:: Requirement ::
Exclude all images and print the entries below exactly.

(Region pointing data)
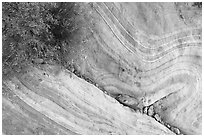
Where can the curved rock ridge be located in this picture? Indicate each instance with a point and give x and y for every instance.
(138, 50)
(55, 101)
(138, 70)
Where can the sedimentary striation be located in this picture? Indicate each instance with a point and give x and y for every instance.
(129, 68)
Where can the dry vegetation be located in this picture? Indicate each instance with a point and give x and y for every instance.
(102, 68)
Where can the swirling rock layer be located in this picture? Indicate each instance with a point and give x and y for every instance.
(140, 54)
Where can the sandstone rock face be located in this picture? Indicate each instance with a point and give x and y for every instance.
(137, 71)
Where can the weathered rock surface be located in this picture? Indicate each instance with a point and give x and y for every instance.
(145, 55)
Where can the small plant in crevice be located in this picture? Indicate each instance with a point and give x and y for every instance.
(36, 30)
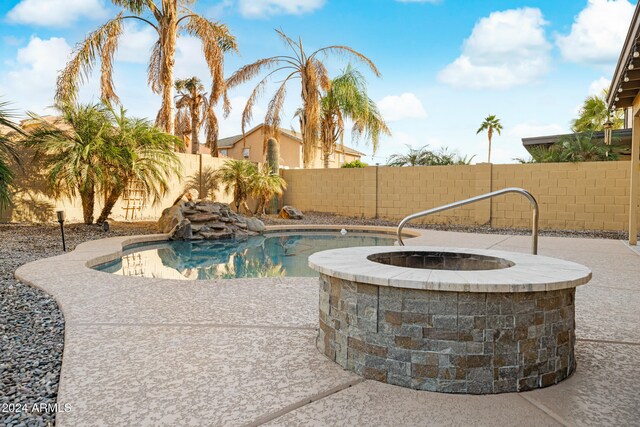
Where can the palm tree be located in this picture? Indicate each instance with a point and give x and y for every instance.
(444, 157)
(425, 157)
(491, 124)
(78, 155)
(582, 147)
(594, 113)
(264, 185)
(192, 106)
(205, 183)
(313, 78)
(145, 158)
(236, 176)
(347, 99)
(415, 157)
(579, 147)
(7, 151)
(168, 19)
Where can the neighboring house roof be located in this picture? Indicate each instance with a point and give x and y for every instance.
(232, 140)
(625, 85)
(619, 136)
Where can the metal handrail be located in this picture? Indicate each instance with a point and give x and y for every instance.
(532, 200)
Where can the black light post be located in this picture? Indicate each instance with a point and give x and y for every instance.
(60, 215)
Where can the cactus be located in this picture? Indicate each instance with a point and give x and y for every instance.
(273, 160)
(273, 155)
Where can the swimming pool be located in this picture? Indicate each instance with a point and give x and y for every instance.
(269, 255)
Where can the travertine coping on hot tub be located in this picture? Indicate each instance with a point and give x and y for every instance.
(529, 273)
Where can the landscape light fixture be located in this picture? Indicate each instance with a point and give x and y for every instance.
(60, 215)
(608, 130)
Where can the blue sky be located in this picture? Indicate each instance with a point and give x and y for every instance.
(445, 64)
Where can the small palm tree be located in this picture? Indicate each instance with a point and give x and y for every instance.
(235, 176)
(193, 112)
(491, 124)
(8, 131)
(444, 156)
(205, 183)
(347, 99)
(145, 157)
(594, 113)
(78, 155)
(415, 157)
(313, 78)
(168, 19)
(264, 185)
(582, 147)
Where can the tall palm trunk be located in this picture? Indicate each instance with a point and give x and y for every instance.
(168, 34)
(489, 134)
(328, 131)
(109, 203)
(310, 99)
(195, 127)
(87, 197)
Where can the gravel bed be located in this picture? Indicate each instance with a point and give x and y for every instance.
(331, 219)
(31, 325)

:: Output for this task ::
Where can the curved rock ridge be located in this picture? Indicate each instance with a point and give x and y for every instance.
(138, 50)
(55, 101)
(138, 70)
Where can the sedimentary striation be located in this picture? Indicate each instance with a point and give x and y for every instance.
(129, 68)
Where can the dry vegetation be located in this picture? Indicate each instance with a point and give x and y for every instance.
(102, 68)
Where can the swirling rock layer be located in this picture? Indicate each instance with a point and give x and y for every instance.
(140, 54)
Where can the sandstone rock face be located in this picture? Indicate each instance with a point and give x and y for every instance.
(137, 71)
Where can the weathered rock surface be located in this picture? Indicate each instance with a point and give x and y for every instance.
(145, 55)
Where can the small plant in crevice be located in this picture? Indicate each instance with a point and give x and y for every instance.
(36, 30)
Where can the palm tree be located in this picture? Indicate each instance with a point and give x and y for every instance.
(444, 157)
(425, 157)
(491, 124)
(78, 155)
(582, 147)
(594, 113)
(264, 185)
(192, 106)
(205, 183)
(313, 78)
(145, 158)
(236, 176)
(347, 99)
(415, 157)
(579, 147)
(7, 151)
(168, 19)
Where can the neighboring house roof be located in this picture? Indicate each instance with a point and give x and y for every instance.
(232, 140)
(625, 85)
(619, 136)
Where can the metal handrail be located in this picture? Indicate each instance with a point and give x and y for every instance.
(532, 200)
Where can the black light post be located in this picture? Indicate each instance with a point and give x and y for every instance.
(60, 215)
Where can the cactus be located in this picture? Indicate each instance with a point and give x and y for every instance.
(273, 160)
(273, 155)
Where can the swimming pool be located in this picture? Indicate each instance with a point and give x and y for every instance.
(269, 255)
Where can the travertine coping on hot tub be located in this picture? Indicate each instance with a point and give x and y for every instance.
(529, 273)
Where can the landscape light fixture be located in this picture? Indicate each instance with a point and give x and y for every instance.
(60, 215)
(608, 130)
Where can the blue sky be located in this picture? Indicate each instance with a point and give x and y for every instance.
(445, 64)
Where can the small palm tree be located in this picture? Indicate each instance with a point and give x and y for every instance.
(235, 176)
(193, 112)
(491, 124)
(8, 131)
(444, 156)
(205, 183)
(347, 99)
(145, 157)
(594, 113)
(78, 155)
(415, 157)
(313, 78)
(168, 19)
(264, 185)
(582, 147)
Where can the tall palm trunk be located in this picture? Indicate each instance with a point and give x and y for every instance.
(168, 34)
(489, 134)
(328, 131)
(109, 203)
(310, 99)
(195, 127)
(87, 197)
Where can the gravel bed be located in this picture? Indicate each instance with a point and give x and y for every instance.
(331, 219)
(31, 325)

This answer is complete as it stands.